╭─ Data excerpts

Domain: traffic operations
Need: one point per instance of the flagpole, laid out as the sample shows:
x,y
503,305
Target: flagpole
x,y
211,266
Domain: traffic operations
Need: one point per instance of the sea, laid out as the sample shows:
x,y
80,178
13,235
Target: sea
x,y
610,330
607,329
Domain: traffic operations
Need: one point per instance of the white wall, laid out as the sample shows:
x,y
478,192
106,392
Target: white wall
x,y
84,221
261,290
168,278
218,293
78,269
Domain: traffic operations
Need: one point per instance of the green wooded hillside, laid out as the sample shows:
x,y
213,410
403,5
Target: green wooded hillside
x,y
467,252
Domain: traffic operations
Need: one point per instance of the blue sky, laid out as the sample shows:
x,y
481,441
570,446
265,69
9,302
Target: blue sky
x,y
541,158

╰─
╭─ Data excerpts

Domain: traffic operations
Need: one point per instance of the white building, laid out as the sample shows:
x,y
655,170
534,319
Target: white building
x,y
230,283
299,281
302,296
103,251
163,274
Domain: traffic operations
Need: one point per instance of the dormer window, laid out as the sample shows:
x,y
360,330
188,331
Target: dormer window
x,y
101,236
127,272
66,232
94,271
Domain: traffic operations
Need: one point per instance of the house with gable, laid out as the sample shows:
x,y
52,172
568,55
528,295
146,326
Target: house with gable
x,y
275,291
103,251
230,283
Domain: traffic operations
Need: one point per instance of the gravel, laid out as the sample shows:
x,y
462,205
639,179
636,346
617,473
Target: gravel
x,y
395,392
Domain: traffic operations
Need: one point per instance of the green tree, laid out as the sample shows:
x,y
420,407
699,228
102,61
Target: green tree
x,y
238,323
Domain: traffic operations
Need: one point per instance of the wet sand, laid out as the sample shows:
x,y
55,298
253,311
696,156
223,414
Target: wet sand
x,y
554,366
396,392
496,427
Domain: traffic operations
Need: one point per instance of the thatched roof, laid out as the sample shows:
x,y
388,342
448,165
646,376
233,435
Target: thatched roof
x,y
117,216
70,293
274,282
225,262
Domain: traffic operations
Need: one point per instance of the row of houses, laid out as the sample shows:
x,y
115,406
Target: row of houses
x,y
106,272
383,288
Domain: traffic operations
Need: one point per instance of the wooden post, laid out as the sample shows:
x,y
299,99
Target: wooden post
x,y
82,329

╰─

• **Exercise task**
Extract every line of the records that contains the word "houses", matching case exactly.

• **Worked answer**
Need: one point per instance of the row of houses, laid out as the sample shows:
Target: row of houses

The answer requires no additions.